Document segment:
= = = = = = =
The Text tab in the active dimension style: Modules in ANSI should appear as shown in the figure.

Step 19

Click the Done button and if you are asked to Save Edits, click Yes. (Figure Step 19)

Figure Step 19

Step 20

Save and close the drawing file.

WORK ALONG: Adding Annotation to the Drawing

Step 1

Check the default project and if necessary, set it to: Inventor Course.

Step 2

Open the drawing file: Inventor Lab 24-1A.idw.

Step 3

Click the Centerline icon to place the vertical centerline on the Top view. For the first point, snap to the midpoint of the line on the top of the view. For the second point, snap to the midpoint of the bottom line of the Top view. Move the cursor a short distance below the Top view and click it to indicate the distance the centerline is to go past the view. (Figure Step 3A, 3B, 3C, and 3D)

Figure Step 3A
Figure Step 3B
Figure Step 3C
Figure Step 3D

Step 4

Using what you just learned, place the centerline on the Front view. (Figure Step 4)

Figure Step 4
AUTHOR’S COMMENTS: Note that because the centerline in the Front view is so short, the break lines do not appear.

Step 5

Open the Style and Standard Editor dialogue box. On the left side, expand the children in the Center Mark heading. Select Center Mark (ANSI) to make it the current style. (Figure Step 5)

Figure Step 5

Step 6

Right-click the standard style: Center Mark (ANSI) and click New Style. In the New Style Name dialogue box, enter the name: Modules Center Line Short (ANSI). (Figure Step 6)

Figure Step 6

Step 7

Select the new style that you just created to make it the current style. Make the changes shown in the figure. (Figure Step 7)

Figure Step 7

Step 8

Select the centerline in the Front view. It will highlight. (Figure Step 8)

Figure Step 8

Step 9

With the centerline selected, look on the Inventor Standard pull-down menu. Note how it shows Standard as the centerline type for selected object. Select the centerline style: Modules Center Line Short ANSI. (Figure Step 9A and 9B)
= = = = = = =
Recorded data:
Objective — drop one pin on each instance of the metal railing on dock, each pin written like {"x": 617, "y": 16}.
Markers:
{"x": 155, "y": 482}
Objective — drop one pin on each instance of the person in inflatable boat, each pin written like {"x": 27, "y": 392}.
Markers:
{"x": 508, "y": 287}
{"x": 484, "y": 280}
= = = = = = =
To do:
1. In the Inventor drawing tutorial, what name is entered for the new style created from Center Mark (ANSI)?
2. Repeat the Inventor drawing tutorial word for word, everything from "The Text tab" down to "the drawing file.".

Answers per task:
1. Modules Center Line Short (ANSI)

2.
The Text tab in the active dimension style: Modules in ANSI should appear as shown in the figure.

Step 19

Click the Done button and if you are asked to Save Edits, click Yes. (Figure Step 19)

Figure Step 19

Step 20

Save and close the drawing file.